◆ **Your objective**
Set down exactly the lines in the records below that run from the line with "Target: man in suit" to the line with "Target: fence", inclusive, and nothing more.

◆ **Extracted information**
▼
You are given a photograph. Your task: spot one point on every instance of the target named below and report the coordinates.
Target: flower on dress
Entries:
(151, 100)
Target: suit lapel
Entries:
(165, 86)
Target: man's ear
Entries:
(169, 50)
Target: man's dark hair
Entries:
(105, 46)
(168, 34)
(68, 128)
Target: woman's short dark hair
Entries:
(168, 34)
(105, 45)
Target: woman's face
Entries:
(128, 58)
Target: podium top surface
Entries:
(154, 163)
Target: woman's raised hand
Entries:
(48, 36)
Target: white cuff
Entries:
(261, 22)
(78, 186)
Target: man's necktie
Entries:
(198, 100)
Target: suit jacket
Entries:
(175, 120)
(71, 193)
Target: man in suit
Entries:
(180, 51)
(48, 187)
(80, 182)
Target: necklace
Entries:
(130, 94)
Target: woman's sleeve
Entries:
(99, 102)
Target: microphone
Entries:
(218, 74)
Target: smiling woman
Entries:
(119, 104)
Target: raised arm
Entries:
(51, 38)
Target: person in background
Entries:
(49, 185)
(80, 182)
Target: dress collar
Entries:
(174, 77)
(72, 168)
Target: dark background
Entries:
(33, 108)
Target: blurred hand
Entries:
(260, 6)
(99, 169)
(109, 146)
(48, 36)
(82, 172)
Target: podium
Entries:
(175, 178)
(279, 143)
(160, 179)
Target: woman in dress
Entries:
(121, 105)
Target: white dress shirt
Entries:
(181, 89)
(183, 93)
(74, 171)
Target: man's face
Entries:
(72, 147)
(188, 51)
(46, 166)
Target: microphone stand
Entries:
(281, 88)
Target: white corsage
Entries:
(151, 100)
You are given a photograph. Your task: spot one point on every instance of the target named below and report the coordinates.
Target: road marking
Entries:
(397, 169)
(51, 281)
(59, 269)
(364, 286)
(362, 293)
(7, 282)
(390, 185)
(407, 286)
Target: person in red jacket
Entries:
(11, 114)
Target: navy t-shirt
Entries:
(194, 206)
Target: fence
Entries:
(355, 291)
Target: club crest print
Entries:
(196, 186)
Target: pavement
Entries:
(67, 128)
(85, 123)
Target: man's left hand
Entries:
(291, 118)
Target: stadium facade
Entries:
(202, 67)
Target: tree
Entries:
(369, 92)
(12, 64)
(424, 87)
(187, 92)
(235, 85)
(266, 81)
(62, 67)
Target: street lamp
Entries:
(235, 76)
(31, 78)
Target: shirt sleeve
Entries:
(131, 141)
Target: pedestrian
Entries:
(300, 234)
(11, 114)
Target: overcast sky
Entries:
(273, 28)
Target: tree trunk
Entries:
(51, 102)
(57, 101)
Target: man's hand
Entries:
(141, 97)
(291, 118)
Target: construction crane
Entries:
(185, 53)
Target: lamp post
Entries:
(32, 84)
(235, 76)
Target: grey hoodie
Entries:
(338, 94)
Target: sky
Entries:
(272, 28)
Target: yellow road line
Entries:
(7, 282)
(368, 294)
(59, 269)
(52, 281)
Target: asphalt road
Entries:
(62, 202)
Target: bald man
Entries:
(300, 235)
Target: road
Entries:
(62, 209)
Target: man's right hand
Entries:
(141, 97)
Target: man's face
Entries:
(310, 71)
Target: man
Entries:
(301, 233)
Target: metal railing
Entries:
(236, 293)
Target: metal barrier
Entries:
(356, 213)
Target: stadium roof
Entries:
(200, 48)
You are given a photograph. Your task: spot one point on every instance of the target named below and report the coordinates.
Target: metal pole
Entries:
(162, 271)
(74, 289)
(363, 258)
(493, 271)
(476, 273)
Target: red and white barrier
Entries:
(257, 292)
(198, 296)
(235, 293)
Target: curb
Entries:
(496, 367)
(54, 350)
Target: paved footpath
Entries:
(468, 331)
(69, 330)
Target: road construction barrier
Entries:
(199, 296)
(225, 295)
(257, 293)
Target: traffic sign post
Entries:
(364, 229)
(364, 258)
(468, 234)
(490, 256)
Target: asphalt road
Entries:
▲
◆ **Response**
Target: man in suit
Entries:
(180, 51)
(48, 187)
(80, 182)
Target: necklace
Entries:
(130, 94)
Target: woman's sleeve
Entries:
(99, 102)
Target: microphone
Entries:
(218, 74)
Target: smiling woman
Entries:
(119, 104)
Target: raised arm
Entries:
(51, 38)
Target: person in background
Entries:
(49, 185)
(80, 182)
Target: dress collar
Entries:
(174, 77)
(72, 168)
Target: dark background
Entries:
(33, 108)
Target: blurred hand
Entries:
(260, 6)
(99, 169)
(109, 146)
(48, 36)
(82, 172)
Target: podium
Entries:
(175, 178)
(279, 143)
(160, 179)
Target: woman in dress
Entries:
(121, 105)
Target: white dress shirt
Entries:
(181, 89)
(183, 93)
(74, 171)
Target: man's face
Entries:
(72, 147)
(188, 51)
(46, 166)
Target: microphone stand
Entries:
(281, 88)
Target: white corsage
Entries:
(151, 100)
You are given a photograph. Your task: spot one point on every instance of the target named below and report the coordinates.
Target: road marking
Entries:
(397, 169)
(51, 281)
(59, 269)
(364, 286)
(362, 293)
(7, 282)
(390, 185)
(407, 286)
Target: person in red jacket
Entries:
(11, 114)
Target: navy t-shirt
Entries:
(194, 206)
Target: fence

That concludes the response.